2a) Old School Trad (Henry Barber subset) - pull your rope through your high point in order to re-lead your next attempt; occasionally climb barefoot and use only jammed knots for pro.

2b) Old School Trad (Arizona subset) - no chalk.

2c) Old School Trad (Jim Erikson subset) - no chalk and if you fall you don't try again...ever, unless it's Half Dome.

3) Classic Trad - same as Old School Trad except you get to use cams and all the other modern gizmos.

4) Modern Trad - same as Classic Trad except you get to hangdog and all the other stuff from sport climbing when climbing Free Climbs (established before 1972) or Trad Climbs (established ground up after 1972; may include hand drilled bolts placed on stance which is the same as for Old School Trad and Classic Trad.

Trad climber
Mancos, CO & Bend, OR
Jul 4, 2015 - 12:35pm PT

2b or not 2b?

I choose 2b - or not to be at all - in my climbing.

I don't get the advantage of chalk and never use same. Tried it once, but saw no benefit. Looks a lot like a nervous tic to me. Like not stepping on cracks in the sidewalk - a nervous dip before the climber commits to a move.
mouse from merced

Trad climber
The finger of fate, my friends, is fickle.
Jul 4, 2015 - 12:40pm PT
"White courage."
Ed Hartouni

Trad climber
Livermore, CA
Jul 4, 2015 - 12:45pm PT
"Placebo dust"

Big Wall climber
Seattle, WA
Jul 4, 2015 - 12:50pm PT
"Disco Powder"

No wait, that is the other white dust of placebo courage.

Jul 4, 2015 - 01:02pm PT
In the times I climbed with Henry, I never saw him fail. So I can't vouchsafe whether he ever pulled a rope.

Now that I am,briefly, on the topic of Henry, it has taken me all these years to figure out why he left Wharton School of business. At the time I thought his intelligence and ability such that he would have wound up CEO of Exxon. What a missed potential.

But I have recently heard of business practices associated with Wharton that had problems. Henry left Wharton because he simply could not tolerate such stuff. IMO.

Anyway, on to the theory I am working on regarding climbers. We are drama queens. If there is drama, we love it. Whether it is poo fights on ST or run out climbs, it's all good. I don't need to present data here. It's bloody obvious.

Ojai Alex

Trad climber
Ojai, CA
Jul 4, 2015 - 01:13pm PT
Awesome Mark! I will add...

5) Throwback Trad: a modern era ascent conducted in accordance with the classic trad ethos, sometimes combined with one or more subsets.

================

• _DIRECTIVES_
(1) In the climbing forum thread, why does the poster who picks "2b or not 2b?" climb without chalk? Explain in one to three sentences.
(2) Resume the climbing forum thread with the next post after the one that adds "5) Throwback Trad".
The material that comes next is from a separate source and has no connection to the climbing forum thread.

• _GIVEN DATA_
================

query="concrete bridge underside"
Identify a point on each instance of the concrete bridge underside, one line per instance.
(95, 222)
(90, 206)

================

• _IN RESPONSE_
(1) That poster tried chalk once and saw no benefit from it. To the poster, chalking up looks like a nervous tic, a nervous dip before committing to a move, much like not stepping on cracks in the sidewalk.

(2)
Mark Force

Trad climber
Ashland, Oregon
Jul 4, 2015 - 01:14pm PT
I don't know about drama queens. I'd say we tend to be "spice" addicts. We each like the effects of various "spices" and each of us have our favorite "blends."

"Throwback Trad" - nice!!

Social climber
Wolf City, Wyoming
Jul 5, 2015 - 09:07am PT
It's all just inning....


Tradclumbing is like sport climbing, only without the training wheels...
Big Mike

Trad climber
Jul 5, 2015 - 09:38am PT
It's that thing when you put those widgets in a rock right? ;)
Ojai Alex

Trad climber
Ojai, CA
Jul 5, 2015 - 10:49am PT
...we tend to be "spice" addicts...

Credit: Ojai Alex
Trad babe...

Jul 5, 2015 - 03:06pm PT
So many words

Trad climber
Poughkeepsie, NY
Jul 5, 2015 - 03:16pm PT
That's because every short definition of trad is wrong.

Trad climber
Jul 5, 2015 - 03:21pm PT
Trad is what I say it is.

Fricking nOOBs.

edt: Sitting in a hot cubicle on Sunday. I'm pisssed.

Trad climber
Ouray, Colorado
Jul 5, 2015 - 03:42pm PT
Trad is the silly name imposed on rock climbing by the advent of "sport climbing." The need was felt to differentiate climbs with preplaced bolts, where no gear would be placed by the leader, from the rest of climbing, hence the term sport climbing.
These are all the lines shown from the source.